Problem statement
Replace "rough mask" with "coarse mask" throughout all of the records below, keeping every other line unchanged. Leave the pictures out of your answer.

________________________________________

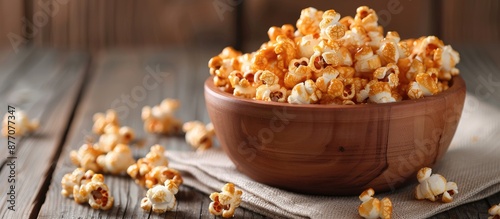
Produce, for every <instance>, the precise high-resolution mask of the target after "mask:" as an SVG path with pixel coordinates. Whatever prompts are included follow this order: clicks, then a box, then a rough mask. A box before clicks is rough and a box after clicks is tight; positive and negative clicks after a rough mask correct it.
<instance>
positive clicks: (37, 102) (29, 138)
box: [0, 51, 88, 218]
mask: <svg viewBox="0 0 500 219" xmlns="http://www.w3.org/2000/svg"><path fill="white" fill-rule="evenodd" d="M87 61H88V57H87V56H85V55H82V54H77V53H74V54H65V55H62V54H60V53H57V52H54V51H45V52H40V51H34V52H33V54H32V55H31V56H30V58H29V59H27V60H25V62H24V63H23V66H24V67H23V68H22V70H21V69H18V70H21V72H22V74H21V72H17V74H16V76H17V77H16V78H12V77H11V78H9V81H3V83H4V84H3V85H2V88H7V89H2V92H1V93H0V96H1V98H0V104H1V105H0V106H1V107H2V108H4V109H2V111H6V109H7V105H12V106H14V107H16V111H17V110H24V111H25V112H26V113H27V114H28V115H29V116H30V118H39V119H40V123H41V126H40V128H39V129H38V130H37V131H36V133H34V134H32V135H30V136H27V137H23V138H17V139H16V156H17V159H14V162H15V164H16V165H15V180H16V183H15V192H16V199H15V203H16V205H15V210H16V211H11V210H8V209H7V205H6V204H5V205H4V206H5V207H4V206H2V208H0V215H1V216H2V218H29V217H30V216H31V214H32V213H33V212H38V208H39V207H40V206H41V203H40V201H42V200H43V197H44V196H45V190H46V188H44V186H45V182H47V179H49V178H50V177H51V171H52V168H53V165H54V163H53V162H52V161H53V160H54V157H57V156H58V151H59V149H60V148H61V146H62V140H63V138H64V135H65V131H66V129H67V128H68V127H67V126H68V124H69V122H70V121H69V119H70V115H71V113H72V111H73V108H74V107H75V104H76V101H77V95H78V92H79V90H80V86H81V85H82V82H83V80H82V78H83V77H84V75H85V70H86V66H87ZM5 83H10V84H9V86H6V85H5ZM3 140H5V139H4V138H2V141H3ZM2 145H3V142H2ZM5 148H6V147H1V152H0V154H1V155H2V156H1V158H0V161H1V163H2V164H3V165H4V164H5V163H4V162H5V159H6V158H7V153H6V150H4V149H5ZM10 170H11V169H10V167H9V168H7V166H2V169H1V171H0V177H1V179H5V180H6V179H7V178H8V175H10V174H11V173H12V172H11V171H10ZM3 183H5V182H3ZM5 185H7V184H5ZM8 188H9V187H8V186H2V187H0V192H1V194H6V193H7V192H8V191H7V189H8ZM9 191H10V190H9ZM0 201H1V202H2V203H7V202H6V201H7V196H6V195H2V196H0Z"/></svg>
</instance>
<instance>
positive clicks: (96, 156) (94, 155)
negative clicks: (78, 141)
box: [69, 143, 104, 173]
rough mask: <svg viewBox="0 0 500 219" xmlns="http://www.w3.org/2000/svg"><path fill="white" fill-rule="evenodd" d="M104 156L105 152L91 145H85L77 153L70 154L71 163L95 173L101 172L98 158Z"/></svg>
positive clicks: (74, 151)
mask: <svg viewBox="0 0 500 219" xmlns="http://www.w3.org/2000/svg"><path fill="white" fill-rule="evenodd" d="M102 154H104V152H103V151H101V150H98V149H96V147H94V145H92V144H90V143H85V144H83V145H82V146H81V147H80V148H79V149H78V150H77V151H75V150H73V151H71V152H70V154H69V155H70V158H71V162H72V163H73V164H75V165H76V166H78V167H82V168H83V169H84V170H92V171H94V172H97V173H99V172H101V171H102V168H101V166H99V164H97V157H99V156H100V155H102Z"/></svg>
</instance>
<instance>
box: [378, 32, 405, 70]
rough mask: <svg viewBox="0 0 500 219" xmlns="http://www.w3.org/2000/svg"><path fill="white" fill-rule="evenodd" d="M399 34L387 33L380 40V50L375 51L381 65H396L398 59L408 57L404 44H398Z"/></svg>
mask: <svg viewBox="0 0 500 219" xmlns="http://www.w3.org/2000/svg"><path fill="white" fill-rule="evenodd" d="M400 39H401V38H400V37H399V34H398V33H397V32H395V31H390V32H387V36H386V37H385V38H384V39H383V40H382V42H381V46H380V48H379V49H378V50H377V54H378V55H379V57H380V59H381V61H382V63H384V64H386V63H394V64H396V63H398V60H399V59H400V58H405V57H407V56H409V55H410V51H409V49H408V48H407V47H406V44H404V43H401V44H400V43H399V41H400Z"/></svg>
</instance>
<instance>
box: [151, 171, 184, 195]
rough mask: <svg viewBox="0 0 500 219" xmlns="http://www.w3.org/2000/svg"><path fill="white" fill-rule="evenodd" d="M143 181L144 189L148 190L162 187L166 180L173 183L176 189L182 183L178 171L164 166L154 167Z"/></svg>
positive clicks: (181, 181) (165, 181)
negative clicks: (176, 186)
mask: <svg viewBox="0 0 500 219" xmlns="http://www.w3.org/2000/svg"><path fill="white" fill-rule="evenodd" d="M145 179H146V181H145V182H146V188H149V189H150V188H153V187H154V186H156V185H163V184H164V183H165V182H166V181H167V180H170V181H172V182H173V183H175V184H176V185H177V187H179V186H181V184H182V182H183V180H182V176H181V174H180V173H179V171H177V170H175V169H172V168H168V167H166V166H157V167H154V168H153V169H152V170H151V171H150V172H149V173H147V174H146V176H145Z"/></svg>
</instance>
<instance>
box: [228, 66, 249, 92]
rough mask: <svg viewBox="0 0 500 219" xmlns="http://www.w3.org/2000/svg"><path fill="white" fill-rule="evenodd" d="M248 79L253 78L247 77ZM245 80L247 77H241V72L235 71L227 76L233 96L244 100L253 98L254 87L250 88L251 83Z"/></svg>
mask: <svg viewBox="0 0 500 219" xmlns="http://www.w3.org/2000/svg"><path fill="white" fill-rule="evenodd" d="M248 79H252V81H253V77H248ZM248 79H247V77H244V76H243V73H242V72H241V71H238V70H235V71H233V72H231V74H229V81H230V83H231V86H232V87H233V88H234V90H233V95H234V96H237V97H244V98H249V99H250V98H253V97H255V87H254V86H252V83H251V82H250V81H249V80H248Z"/></svg>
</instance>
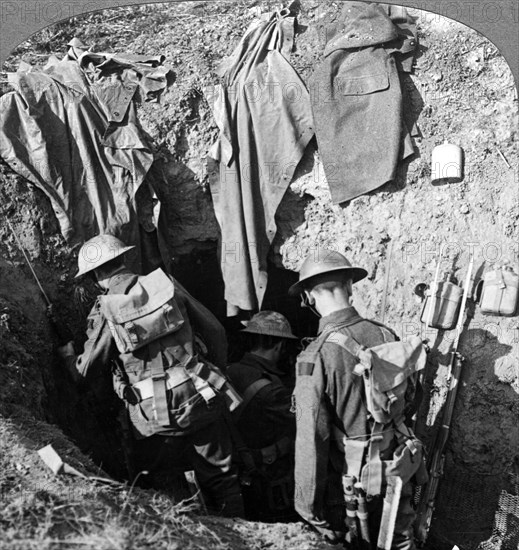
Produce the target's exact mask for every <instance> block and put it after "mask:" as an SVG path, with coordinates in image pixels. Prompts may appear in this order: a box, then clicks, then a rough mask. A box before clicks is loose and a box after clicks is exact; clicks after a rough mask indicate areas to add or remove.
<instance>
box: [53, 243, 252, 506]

________________________________________

Solution for this exercise
Produce, for every <instance>, the precise high-resolution mask of the target after "mask:" as an SVG path with pixel coordinates. Whatever prompts are included follow this order: clicks, then a box, then a coarse mask. A box before clicks is rough and a box after clicks is tight; positive and negative clicks after a coarse mask correct it.
<instance>
positive clicks: (37, 102) (29, 138)
box: [0, 51, 88, 218]
mask: <svg viewBox="0 0 500 219" xmlns="http://www.w3.org/2000/svg"><path fill="white" fill-rule="evenodd" d="M87 61H88V57H87V56H85V55H82V54H77V53H74V54H65V55H62V54H60V53H57V52H54V51H45V52H40V51H34V52H33V54H32V55H31V56H30V58H29V59H27V60H25V62H24V63H23V66H24V67H23V68H22V70H21V69H18V70H21V72H22V74H21V72H17V74H16V76H17V77H16V78H12V77H11V78H9V81H3V83H4V84H3V85H2V88H7V89H2V92H1V93H0V96H1V98H0V104H1V105H0V106H1V107H2V108H4V109H2V111H6V109H7V105H12V106H14V107H16V111H17V110H24V111H25V112H26V113H27V114H28V115H29V116H30V118H39V119H40V123H41V126H40V128H39V129H38V130H37V131H36V133H34V134H32V135H30V136H27V137H23V138H17V139H16V156H17V159H14V162H15V164H16V165H15V180H16V183H15V192H16V199H15V203H16V205H15V210H16V211H11V210H8V209H7V205H6V204H5V205H4V206H5V207H4V206H2V208H0V215H1V216H2V218H29V217H30V216H31V214H32V213H33V212H38V208H39V207H40V206H41V203H40V201H42V200H43V197H44V196H45V190H46V188H44V186H45V182H47V179H49V178H50V177H51V171H52V168H53V165H54V163H53V162H52V161H53V160H54V157H57V156H58V151H59V149H60V148H61V146H62V140H63V138H64V135H65V131H66V129H67V128H68V127H67V126H68V124H69V122H70V121H69V119H70V115H71V113H72V111H73V108H74V107H75V104H76V101H77V95H78V92H79V90H80V86H81V85H82V82H83V80H82V78H83V77H84V75H85V70H86V66H87ZM5 83H10V84H9V86H6V85H5ZM3 140H5V139H4V138H2V141H3ZM2 145H3V142H2ZM5 148H6V147H1V152H0V154H1V155H2V156H1V158H0V161H1V163H2V164H3V165H4V164H5V163H4V162H5V159H6V158H7V153H6V150H4V149H5ZM10 170H11V169H10V167H9V168H7V166H2V169H1V171H0V177H1V179H5V180H6V179H7V178H8V175H10V174H11V173H12V172H11V171H10ZM3 183H5V182H3ZM5 185H7V184H5ZM8 188H9V187H8V186H2V187H0V192H1V194H6V193H7V192H8V191H7V189H8ZM9 191H10V190H9ZM0 201H1V202H2V203H7V202H6V201H7V196H6V195H2V196H0Z"/></svg>
</instance>
<instance>
positive clicks: (96, 156) (94, 155)
negative clicks: (78, 141)
box: [69, 143, 104, 173]
coarse mask: <svg viewBox="0 0 500 219" xmlns="http://www.w3.org/2000/svg"><path fill="white" fill-rule="evenodd" d="M104 156L105 152L91 145H85L77 153L70 154L71 163L95 173L101 172L98 158Z"/></svg>
positive clicks: (74, 151)
mask: <svg viewBox="0 0 500 219" xmlns="http://www.w3.org/2000/svg"><path fill="white" fill-rule="evenodd" d="M102 154H104V152H103V151H101V150H98V149H96V147H94V145H92V144H90V143H85V144H83V145H82V146H81V147H80V148H79V149H78V150H77V151H75V150H73V151H71V152H70V154H69V155H70V158H71V162H72V163H73V164H75V165H76V166H78V167H82V168H83V169H84V170H92V171H94V172H97V173H99V172H101V171H102V168H101V166H99V164H97V157H99V156H100V155H102Z"/></svg>
</instance>
<instance>
box: [378, 32, 405, 70]
coarse mask: <svg viewBox="0 0 500 219" xmlns="http://www.w3.org/2000/svg"><path fill="white" fill-rule="evenodd" d="M399 34L387 33L380 40V50L375 51L381 65H396L398 59L408 57L404 44H398Z"/></svg>
mask: <svg viewBox="0 0 500 219" xmlns="http://www.w3.org/2000/svg"><path fill="white" fill-rule="evenodd" d="M400 39H401V38H400V37H399V34H398V33H397V32H395V31H390V32H387V36H386V37H385V38H384V39H383V40H382V42H381V46H380V48H379V49H378V50H377V54H378V55H379V57H380V59H381V61H382V63H384V64H386V63H394V64H396V63H398V60H399V59H400V58H405V57H407V56H409V55H410V51H409V49H408V48H407V47H406V44H404V43H401V44H400V43H399V41H400Z"/></svg>
</instance>
<instance>
box: [151, 171, 184, 195]
coarse mask: <svg viewBox="0 0 500 219" xmlns="http://www.w3.org/2000/svg"><path fill="white" fill-rule="evenodd" d="M143 181L144 189L148 190L162 187L166 180L173 183L176 189L182 183L178 171L164 166L154 167Z"/></svg>
positive clicks: (181, 181) (165, 181)
negative clicks: (176, 186)
mask: <svg viewBox="0 0 500 219" xmlns="http://www.w3.org/2000/svg"><path fill="white" fill-rule="evenodd" d="M145 179H146V181H145V182H146V188H149V189H150V188H153V187H154V186H156V185H163V184H164V183H165V182H166V181H167V180H170V181H172V182H173V183H175V184H176V185H177V187H179V186H181V184H182V182H183V180H182V176H181V174H180V173H179V171H177V170H175V169H172V168H168V167H166V166H157V167H154V168H153V169H152V170H151V171H150V172H149V173H147V174H146V176H145Z"/></svg>
</instance>
<instance>
box: [228, 66, 249, 92]
coarse mask: <svg viewBox="0 0 500 219" xmlns="http://www.w3.org/2000/svg"><path fill="white" fill-rule="evenodd" d="M248 79L253 78L247 77ZM245 80L247 77H241V72L235 71L227 76L233 96L244 100L253 98L254 87L250 88L251 83Z"/></svg>
mask: <svg viewBox="0 0 500 219" xmlns="http://www.w3.org/2000/svg"><path fill="white" fill-rule="evenodd" d="M248 79H252V81H253V77H248ZM248 79H247V77H244V76H243V73H242V72H241V71H238V70H235V71H233V72H231V74H229V81H230V83H231V86H232V87H233V88H234V90H233V95H234V96H237V97H244V98H249V99H250V98H253V97H255V87H254V86H252V83H251V82H250V81H249V80H248Z"/></svg>
</instance>
Produce the target's exact mask for every <instance> block and put it after "mask:" as an SVG path, with coordinates in image pixels. Prompts may appear in this order: a box, then clicks, then a coarse mask. A box before clicks is loose and a box after clicks is exact; clicks after a coarse mask indicate areas to add or remove.
<instance>
box: [53, 243, 252, 506]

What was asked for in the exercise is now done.